* _WHAT YOU WILL DO_: Each entry that follows must be output without any deviation.

BEGIN

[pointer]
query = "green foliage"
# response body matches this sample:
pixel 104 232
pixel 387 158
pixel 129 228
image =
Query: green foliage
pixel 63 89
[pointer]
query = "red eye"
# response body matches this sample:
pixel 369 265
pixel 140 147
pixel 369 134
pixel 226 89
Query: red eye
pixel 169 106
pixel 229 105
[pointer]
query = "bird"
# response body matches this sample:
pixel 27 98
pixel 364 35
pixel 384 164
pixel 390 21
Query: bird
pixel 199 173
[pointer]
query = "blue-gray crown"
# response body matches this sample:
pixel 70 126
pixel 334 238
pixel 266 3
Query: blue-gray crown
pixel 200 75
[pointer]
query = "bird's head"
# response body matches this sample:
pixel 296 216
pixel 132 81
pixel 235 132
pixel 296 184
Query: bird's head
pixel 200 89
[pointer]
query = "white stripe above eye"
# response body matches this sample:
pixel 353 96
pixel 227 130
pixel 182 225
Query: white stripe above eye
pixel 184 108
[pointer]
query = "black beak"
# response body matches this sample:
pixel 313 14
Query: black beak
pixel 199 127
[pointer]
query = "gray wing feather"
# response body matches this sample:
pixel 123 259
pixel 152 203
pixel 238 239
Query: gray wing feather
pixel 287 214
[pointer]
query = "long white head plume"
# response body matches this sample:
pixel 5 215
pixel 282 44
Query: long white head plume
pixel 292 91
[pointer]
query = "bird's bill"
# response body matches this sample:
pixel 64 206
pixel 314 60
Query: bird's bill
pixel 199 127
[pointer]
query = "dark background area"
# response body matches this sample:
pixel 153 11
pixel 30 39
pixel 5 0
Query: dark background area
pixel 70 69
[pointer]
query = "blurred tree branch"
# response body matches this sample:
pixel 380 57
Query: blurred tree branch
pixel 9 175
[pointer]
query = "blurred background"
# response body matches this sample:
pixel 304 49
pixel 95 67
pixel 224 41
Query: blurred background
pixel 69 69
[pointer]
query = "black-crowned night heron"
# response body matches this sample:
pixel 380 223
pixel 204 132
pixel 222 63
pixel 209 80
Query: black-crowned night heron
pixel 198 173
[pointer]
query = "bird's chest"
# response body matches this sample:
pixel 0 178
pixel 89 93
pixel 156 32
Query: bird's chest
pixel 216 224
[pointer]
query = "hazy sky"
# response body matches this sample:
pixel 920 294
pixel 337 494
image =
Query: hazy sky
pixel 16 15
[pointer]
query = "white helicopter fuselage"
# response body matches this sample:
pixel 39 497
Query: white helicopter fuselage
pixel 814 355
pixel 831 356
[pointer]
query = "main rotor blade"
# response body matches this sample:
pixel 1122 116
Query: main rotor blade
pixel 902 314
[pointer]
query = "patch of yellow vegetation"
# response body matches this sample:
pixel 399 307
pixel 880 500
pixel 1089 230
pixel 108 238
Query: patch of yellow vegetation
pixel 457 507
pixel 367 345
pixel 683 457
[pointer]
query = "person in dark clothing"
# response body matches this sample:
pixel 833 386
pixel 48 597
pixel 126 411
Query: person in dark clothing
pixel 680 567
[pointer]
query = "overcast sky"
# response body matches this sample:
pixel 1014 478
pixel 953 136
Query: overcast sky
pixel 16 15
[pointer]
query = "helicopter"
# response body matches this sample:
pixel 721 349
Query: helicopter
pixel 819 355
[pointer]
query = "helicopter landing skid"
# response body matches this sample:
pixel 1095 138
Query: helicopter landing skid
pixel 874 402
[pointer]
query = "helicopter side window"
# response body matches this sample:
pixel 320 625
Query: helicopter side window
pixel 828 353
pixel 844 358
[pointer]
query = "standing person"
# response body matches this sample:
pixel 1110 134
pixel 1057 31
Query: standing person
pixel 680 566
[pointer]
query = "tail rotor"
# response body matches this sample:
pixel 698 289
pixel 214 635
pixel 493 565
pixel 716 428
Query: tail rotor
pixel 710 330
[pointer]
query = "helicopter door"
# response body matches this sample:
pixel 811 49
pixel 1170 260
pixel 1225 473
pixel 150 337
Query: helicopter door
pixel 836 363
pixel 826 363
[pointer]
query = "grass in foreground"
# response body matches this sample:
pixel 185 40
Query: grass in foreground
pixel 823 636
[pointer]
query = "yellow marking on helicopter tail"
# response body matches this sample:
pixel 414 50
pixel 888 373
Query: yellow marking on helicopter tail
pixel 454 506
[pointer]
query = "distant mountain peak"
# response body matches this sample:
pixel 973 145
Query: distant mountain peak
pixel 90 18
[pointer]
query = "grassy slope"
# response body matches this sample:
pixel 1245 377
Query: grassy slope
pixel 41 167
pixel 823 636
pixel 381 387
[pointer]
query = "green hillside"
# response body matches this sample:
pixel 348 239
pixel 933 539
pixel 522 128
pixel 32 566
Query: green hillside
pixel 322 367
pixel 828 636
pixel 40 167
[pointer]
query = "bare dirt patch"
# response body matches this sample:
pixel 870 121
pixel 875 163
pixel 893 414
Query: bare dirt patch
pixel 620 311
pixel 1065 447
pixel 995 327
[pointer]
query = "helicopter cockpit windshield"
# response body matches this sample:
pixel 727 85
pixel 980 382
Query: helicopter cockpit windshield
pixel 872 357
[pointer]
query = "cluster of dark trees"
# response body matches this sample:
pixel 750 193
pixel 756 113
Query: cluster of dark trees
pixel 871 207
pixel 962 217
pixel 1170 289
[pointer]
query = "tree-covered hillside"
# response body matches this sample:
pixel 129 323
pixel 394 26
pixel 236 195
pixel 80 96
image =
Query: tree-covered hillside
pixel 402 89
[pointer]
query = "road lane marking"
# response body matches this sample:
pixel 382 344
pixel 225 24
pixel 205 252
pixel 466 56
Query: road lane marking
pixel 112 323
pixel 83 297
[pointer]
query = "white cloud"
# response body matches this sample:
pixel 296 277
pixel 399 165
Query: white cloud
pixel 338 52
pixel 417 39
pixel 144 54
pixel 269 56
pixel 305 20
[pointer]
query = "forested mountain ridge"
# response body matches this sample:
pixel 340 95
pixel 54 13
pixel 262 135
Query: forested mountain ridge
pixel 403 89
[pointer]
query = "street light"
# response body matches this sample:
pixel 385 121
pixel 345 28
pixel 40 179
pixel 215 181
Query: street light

END

* _EXPECTED ANSWER_:
[pointer]
query = "green foliage"
# response body matches this sample:
pixel 104 232
pixel 387 158
pixel 129 228
image =
Query: green foliage
pixel 63 89
[pointer]
query = "red eye"
# response body matches this sample:
pixel 369 265
pixel 140 147
pixel 369 134
pixel 226 89
Query: red eye
pixel 169 106
pixel 229 105
[pointer]
query = "bird"
# response body matches this sample:
pixel 27 98
pixel 364 35
pixel 384 164
pixel 390 21
Query: bird
pixel 199 173
[pointer]
query = "blue-gray crown"
# response body matches this sample:
pixel 70 126
pixel 334 238
pixel 266 3
Query: blue-gray crown
pixel 200 75
[pointer]
query = "bird's head"
# response body matches this sample:
pixel 296 216
pixel 132 81
pixel 235 132
pixel 296 184
Query: bird's head
pixel 200 89
[pointer]
query = "white stripe above eye"
# response body matches this sample:
pixel 353 96
pixel 227 130
pixel 182 225
Query: white stripe above eye
pixel 184 108
[pointer]
query = "black beak"
# response body matches this sample:
pixel 313 14
Query: black beak
pixel 199 127
[pointer]
query = "gray wing feather"
# response body matches this sample:
pixel 123 259
pixel 152 203
pixel 238 239
Query: gray wing feather
pixel 287 214
[pointer]
query = "long white head plume"
# response body matches this sample:
pixel 5 215
pixel 282 44
Query: long white head plume
pixel 292 91
[pointer]
query = "bird's bill"
# response body matches this sample:
pixel 64 206
pixel 314 60
Query: bird's bill
pixel 199 127
[pointer]
query = "dark background area"
# response body matches this sample:
pixel 153 11
pixel 30 39
pixel 5 0
Query: dark background area
pixel 70 69
[pointer]
query = "blurred tree branch"
# response body matches this sample:
pixel 380 57
Query: blurred tree branch
pixel 9 175
[pointer]
query = "blurred background"
# response body matches this sample:
pixel 304 49
pixel 95 67
pixel 224 41
Query: blurred background
pixel 69 69
[pointer]
query = "black-crowned night heron"
# response body matches this sample:
pixel 380 223
pixel 204 132
pixel 222 63
pixel 209 80
Query: black-crowned night heron
pixel 198 173
[pointer]
query = "bird's chest"
# response body matches this sample:
pixel 0 178
pixel 89 93
pixel 156 32
Query: bird's chest
pixel 216 224
[pointer]
query = "hazy sky"
# response body matches this sample:
pixel 920 294
pixel 337 494
image =
Query: hazy sky
pixel 16 15
[pointer]
query = "white helicopter fuselage"
# response body matches this sample:
pixel 39 497
Query: white helicopter fuselage
pixel 814 355
pixel 831 356
[pointer]
query = "main rotor blade"
# response body matches this sample:
pixel 1122 116
Query: main rotor blade
pixel 902 314
[pointer]
query = "patch of yellow vegetation"
# response body matches this sample:
pixel 399 307
pixel 880 500
pixel 1089 230
pixel 108 238
Query: patch of yellow vegetation
pixel 457 507
pixel 367 345
pixel 683 457
[pointer]
query = "person in dark clothing"
# response body matches this sample:
pixel 833 386
pixel 48 597
pixel 126 411
Query: person in dark clothing
pixel 680 567
[pointer]
query = "overcast sky"
# response body matches this sample:
pixel 1014 478
pixel 953 136
Query: overcast sky
pixel 16 15
[pointer]
query = "helicopter"
# response body matches this sample:
pixel 721 349
Query: helicopter
pixel 819 355
[pointer]
query = "helicopter landing skid"
# response body matches this sample:
pixel 1095 138
Query: helicopter landing skid
pixel 874 402
[pointer]
query = "helicopter side window"
# response body matches this sample:
pixel 320 625
Query: helicopter side window
pixel 828 353
pixel 844 358
[pointer]
query = "standing person"
# response body matches this sample:
pixel 1110 134
pixel 1057 31
Query: standing person
pixel 680 566
[pointer]
query = "tail rotor"
# response body matches this sample:
pixel 698 289
pixel 214 635
pixel 493 565
pixel 716 428
Query: tail rotor
pixel 710 330
[pointer]
query = "helicopter door"
# response body matches this sample:
pixel 811 49
pixel 1170 260
pixel 1225 473
pixel 150 337
Query: helicopter door
pixel 836 363
pixel 826 363
[pointer]
query = "grass in foreground"
# response body matches this sample:
pixel 185 40
Query: grass in foreground
pixel 823 636
[pointer]
query = "yellow marking on helicopter tail"
# response body matches this sample:
pixel 414 50
pixel 888 373
Query: yellow marking on helicopter tail
pixel 454 506
[pointer]
query = "distant mountain peak"
# response body matches this sample:
pixel 973 145
Query: distant mountain peak
pixel 90 18
[pointer]
query = "grassy slope"
# response body matches this sample:
pixel 1245 377
Query: grassy slope
pixel 41 167
pixel 823 636
pixel 381 387
[pointer]
query = "green hillside"
# response body matches this sample:
pixel 348 239
pixel 933 539
pixel 522 128
pixel 32 566
Query: green hillside
pixel 322 367
pixel 828 636
pixel 40 167
[pointer]
query = "bare dirt patch"
# response body matches this sample:
pixel 870 121
pixel 875 163
pixel 893 414
Query: bare dirt patch
pixel 620 311
pixel 1065 447
pixel 995 327
[pointer]
query = "helicopter cockpit windshield"
# response body matches this sample:
pixel 727 85
pixel 980 382
Query: helicopter cockpit windshield
pixel 872 357
[pointer]
query = "cluster of dark trees"
# response body matches this sample:
pixel 750 193
pixel 756 113
Query: cluster of dark trees
pixel 871 207
pixel 962 217
pixel 1170 289
[pointer]
query = "tree-covered hillside"
# response body matches this sample:
pixel 129 323
pixel 394 26
pixel 236 195
pixel 80 96
image =
Query: tree-covered hillside
pixel 402 89
[pointer]
query = "road lane marking"
# response body matches this sample:
pixel 382 344
pixel 225 24
pixel 205 252
pixel 466 56
Query: road lane marking
pixel 112 323
pixel 83 297
[pointer]
query = "white cloud"
# response body matches this sample:
pixel 296 277
pixel 399 165
Query: white cloud
pixel 338 52
pixel 417 39
pixel 144 54
pixel 269 56
pixel 305 20
[pointer]
query = "forested mountain ridge"
# response body matches this sample:
pixel 340 95
pixel 54 13
pixel 262 135
Query: forested mountain ridge
pixel 403 89
[pointer]
query = "street light"
# response body matches this sample:
pixel 385 121
pixel 345 28
pixel 40 179
pixel 215 181
Query: street light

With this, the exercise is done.